--- HOW TO COMPLETE THIS TASK ---
Please find the lines in the following records that hold "windshield", and copy them.

--- EXCERPTED RECORDS ---
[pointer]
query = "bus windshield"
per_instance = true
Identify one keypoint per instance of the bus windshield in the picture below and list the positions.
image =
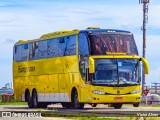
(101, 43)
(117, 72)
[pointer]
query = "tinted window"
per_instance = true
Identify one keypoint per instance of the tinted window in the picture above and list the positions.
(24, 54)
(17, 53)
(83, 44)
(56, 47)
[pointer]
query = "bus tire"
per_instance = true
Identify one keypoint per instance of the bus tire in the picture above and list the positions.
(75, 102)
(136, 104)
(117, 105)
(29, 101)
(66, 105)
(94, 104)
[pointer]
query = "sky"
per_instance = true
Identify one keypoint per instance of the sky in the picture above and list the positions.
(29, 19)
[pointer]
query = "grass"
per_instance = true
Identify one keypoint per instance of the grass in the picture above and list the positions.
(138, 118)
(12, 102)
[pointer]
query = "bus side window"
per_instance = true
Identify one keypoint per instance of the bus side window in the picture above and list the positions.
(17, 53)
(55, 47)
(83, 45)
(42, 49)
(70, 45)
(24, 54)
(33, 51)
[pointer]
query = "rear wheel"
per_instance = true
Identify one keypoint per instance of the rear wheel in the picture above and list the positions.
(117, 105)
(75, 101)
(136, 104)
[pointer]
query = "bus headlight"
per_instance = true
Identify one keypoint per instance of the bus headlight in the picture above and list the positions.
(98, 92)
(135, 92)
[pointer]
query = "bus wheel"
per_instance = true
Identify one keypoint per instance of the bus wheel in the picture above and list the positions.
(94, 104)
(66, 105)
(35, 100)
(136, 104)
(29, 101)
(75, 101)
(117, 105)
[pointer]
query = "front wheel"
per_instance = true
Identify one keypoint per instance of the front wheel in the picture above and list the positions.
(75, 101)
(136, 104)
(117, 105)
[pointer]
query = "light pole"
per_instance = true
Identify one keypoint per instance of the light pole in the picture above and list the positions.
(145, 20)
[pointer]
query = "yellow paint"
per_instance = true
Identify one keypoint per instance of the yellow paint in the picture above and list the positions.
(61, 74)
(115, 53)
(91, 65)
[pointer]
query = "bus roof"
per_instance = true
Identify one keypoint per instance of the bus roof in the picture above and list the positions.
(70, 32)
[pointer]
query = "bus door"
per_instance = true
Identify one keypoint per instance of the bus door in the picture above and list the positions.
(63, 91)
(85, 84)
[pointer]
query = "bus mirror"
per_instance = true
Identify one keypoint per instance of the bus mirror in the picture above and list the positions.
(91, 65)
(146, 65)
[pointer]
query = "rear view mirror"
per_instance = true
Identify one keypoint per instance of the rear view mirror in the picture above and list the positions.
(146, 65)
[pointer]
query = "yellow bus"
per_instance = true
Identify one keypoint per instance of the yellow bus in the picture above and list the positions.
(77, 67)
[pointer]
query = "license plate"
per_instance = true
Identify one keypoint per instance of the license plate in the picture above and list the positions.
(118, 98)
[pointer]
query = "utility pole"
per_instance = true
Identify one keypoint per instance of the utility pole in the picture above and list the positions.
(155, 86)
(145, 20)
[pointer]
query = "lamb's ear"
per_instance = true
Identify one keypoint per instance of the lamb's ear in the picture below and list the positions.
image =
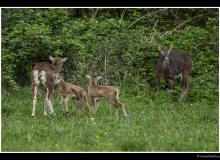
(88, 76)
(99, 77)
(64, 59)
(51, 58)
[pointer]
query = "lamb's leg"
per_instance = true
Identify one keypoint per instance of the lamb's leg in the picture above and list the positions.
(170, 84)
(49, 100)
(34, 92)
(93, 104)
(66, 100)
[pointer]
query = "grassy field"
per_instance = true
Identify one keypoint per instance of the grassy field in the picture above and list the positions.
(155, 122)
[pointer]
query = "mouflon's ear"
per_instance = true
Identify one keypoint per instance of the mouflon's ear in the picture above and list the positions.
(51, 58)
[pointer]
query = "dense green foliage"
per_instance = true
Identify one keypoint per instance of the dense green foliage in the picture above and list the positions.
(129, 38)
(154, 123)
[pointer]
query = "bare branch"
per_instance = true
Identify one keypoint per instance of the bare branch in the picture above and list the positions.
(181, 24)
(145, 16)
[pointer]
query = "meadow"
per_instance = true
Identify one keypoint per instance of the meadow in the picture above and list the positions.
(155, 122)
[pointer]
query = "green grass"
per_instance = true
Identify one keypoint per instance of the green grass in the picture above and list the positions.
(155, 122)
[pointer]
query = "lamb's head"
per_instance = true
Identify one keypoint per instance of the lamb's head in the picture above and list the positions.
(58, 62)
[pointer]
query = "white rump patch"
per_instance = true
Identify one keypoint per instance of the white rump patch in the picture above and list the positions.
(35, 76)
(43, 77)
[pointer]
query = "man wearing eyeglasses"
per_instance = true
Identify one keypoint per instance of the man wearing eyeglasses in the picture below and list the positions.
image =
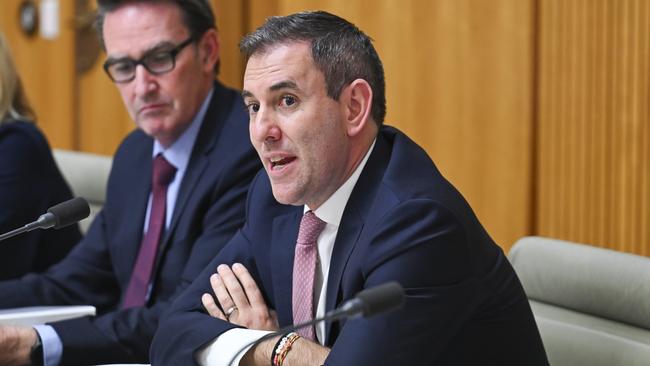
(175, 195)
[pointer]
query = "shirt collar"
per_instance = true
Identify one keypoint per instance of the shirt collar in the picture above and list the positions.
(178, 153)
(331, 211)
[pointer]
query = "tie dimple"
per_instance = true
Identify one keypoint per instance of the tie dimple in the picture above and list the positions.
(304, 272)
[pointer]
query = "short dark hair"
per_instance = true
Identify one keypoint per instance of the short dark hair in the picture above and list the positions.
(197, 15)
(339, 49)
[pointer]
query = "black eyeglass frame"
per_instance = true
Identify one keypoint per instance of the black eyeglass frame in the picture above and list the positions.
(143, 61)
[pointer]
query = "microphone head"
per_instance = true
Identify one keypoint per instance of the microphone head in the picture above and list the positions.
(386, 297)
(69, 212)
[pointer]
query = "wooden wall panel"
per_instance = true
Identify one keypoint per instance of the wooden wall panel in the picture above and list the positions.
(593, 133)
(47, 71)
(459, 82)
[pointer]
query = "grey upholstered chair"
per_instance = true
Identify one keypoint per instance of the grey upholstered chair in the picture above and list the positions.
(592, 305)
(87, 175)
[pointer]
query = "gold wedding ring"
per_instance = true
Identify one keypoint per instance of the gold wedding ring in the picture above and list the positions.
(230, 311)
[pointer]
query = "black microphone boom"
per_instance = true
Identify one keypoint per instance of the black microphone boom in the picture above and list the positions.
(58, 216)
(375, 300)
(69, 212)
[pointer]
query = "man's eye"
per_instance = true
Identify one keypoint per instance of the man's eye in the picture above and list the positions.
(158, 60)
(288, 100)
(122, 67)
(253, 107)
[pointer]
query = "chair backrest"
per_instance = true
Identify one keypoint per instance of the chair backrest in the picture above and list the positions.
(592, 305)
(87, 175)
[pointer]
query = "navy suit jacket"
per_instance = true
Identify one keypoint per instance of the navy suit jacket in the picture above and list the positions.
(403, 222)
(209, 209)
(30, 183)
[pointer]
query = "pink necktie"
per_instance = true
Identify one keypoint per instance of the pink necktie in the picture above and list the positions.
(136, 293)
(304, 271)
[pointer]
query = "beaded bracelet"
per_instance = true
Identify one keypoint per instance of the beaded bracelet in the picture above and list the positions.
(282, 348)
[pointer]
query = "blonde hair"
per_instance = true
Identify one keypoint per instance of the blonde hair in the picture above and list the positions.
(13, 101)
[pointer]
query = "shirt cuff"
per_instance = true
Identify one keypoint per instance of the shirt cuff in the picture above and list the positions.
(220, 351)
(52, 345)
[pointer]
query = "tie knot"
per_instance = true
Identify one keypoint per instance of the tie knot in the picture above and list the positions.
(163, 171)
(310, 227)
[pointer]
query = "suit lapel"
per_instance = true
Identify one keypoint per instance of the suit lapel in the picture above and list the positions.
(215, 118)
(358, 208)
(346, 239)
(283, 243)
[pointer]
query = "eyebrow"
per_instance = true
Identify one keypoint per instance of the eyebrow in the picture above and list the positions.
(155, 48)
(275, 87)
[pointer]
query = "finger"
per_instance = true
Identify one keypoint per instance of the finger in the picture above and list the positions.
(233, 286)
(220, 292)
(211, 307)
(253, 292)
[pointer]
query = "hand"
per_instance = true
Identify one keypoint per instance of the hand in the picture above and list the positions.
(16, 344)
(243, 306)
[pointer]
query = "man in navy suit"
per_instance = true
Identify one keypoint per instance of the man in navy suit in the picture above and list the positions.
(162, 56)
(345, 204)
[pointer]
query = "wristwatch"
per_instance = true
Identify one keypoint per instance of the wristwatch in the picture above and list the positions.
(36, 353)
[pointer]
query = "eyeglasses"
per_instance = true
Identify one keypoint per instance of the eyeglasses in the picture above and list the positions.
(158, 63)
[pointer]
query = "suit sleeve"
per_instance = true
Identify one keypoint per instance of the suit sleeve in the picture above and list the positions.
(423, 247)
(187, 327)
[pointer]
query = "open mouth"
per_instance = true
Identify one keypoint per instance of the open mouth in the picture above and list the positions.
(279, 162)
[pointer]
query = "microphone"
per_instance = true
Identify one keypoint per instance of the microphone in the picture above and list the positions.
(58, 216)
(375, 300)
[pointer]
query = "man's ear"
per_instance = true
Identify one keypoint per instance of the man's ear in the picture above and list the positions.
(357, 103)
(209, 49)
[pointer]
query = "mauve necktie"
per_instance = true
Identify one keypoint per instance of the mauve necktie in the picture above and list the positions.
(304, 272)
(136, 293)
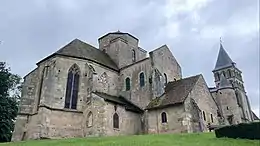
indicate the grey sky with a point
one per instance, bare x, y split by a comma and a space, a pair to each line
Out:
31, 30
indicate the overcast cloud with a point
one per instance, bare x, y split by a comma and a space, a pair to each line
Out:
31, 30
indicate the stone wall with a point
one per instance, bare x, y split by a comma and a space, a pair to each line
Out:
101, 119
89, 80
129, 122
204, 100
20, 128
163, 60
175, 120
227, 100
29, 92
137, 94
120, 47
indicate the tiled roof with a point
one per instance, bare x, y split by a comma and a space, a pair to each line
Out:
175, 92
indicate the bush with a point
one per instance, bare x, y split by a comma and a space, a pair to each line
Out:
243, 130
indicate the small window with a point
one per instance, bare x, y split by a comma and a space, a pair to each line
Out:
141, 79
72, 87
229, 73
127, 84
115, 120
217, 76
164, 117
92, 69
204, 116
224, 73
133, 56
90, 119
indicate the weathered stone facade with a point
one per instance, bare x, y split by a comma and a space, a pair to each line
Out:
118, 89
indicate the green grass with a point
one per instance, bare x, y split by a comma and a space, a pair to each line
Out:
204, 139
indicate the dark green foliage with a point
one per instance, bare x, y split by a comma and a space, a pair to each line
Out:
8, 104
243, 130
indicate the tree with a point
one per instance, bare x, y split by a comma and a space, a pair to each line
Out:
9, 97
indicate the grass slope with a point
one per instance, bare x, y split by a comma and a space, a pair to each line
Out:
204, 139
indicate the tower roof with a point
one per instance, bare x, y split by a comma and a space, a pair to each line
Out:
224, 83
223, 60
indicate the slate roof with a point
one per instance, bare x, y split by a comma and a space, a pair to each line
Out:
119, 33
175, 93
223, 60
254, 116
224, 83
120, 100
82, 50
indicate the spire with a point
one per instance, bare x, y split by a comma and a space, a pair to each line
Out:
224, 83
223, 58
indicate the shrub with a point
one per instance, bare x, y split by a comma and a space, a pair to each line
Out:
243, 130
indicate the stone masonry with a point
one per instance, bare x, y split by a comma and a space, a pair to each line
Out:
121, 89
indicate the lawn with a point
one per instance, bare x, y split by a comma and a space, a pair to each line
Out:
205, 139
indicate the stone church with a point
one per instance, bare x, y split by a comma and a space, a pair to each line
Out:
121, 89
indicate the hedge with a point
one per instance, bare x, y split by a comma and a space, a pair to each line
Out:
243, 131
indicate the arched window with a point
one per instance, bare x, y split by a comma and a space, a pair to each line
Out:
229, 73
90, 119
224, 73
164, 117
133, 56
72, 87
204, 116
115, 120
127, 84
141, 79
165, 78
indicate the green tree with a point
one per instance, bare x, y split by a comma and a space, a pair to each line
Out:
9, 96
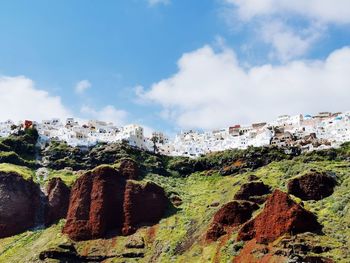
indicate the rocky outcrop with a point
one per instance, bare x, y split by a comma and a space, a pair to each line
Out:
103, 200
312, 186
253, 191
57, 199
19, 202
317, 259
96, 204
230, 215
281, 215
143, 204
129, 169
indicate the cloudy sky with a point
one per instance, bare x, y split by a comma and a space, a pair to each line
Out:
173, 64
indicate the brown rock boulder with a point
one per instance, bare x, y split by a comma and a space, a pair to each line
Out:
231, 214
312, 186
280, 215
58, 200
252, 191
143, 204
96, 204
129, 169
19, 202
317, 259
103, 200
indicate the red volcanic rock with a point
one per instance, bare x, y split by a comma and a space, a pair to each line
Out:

--- THE COMPLETED TASK ---
query = "bus windshield"
Identify one keypoint per instance of the bus windshield in the picture below and list the positions.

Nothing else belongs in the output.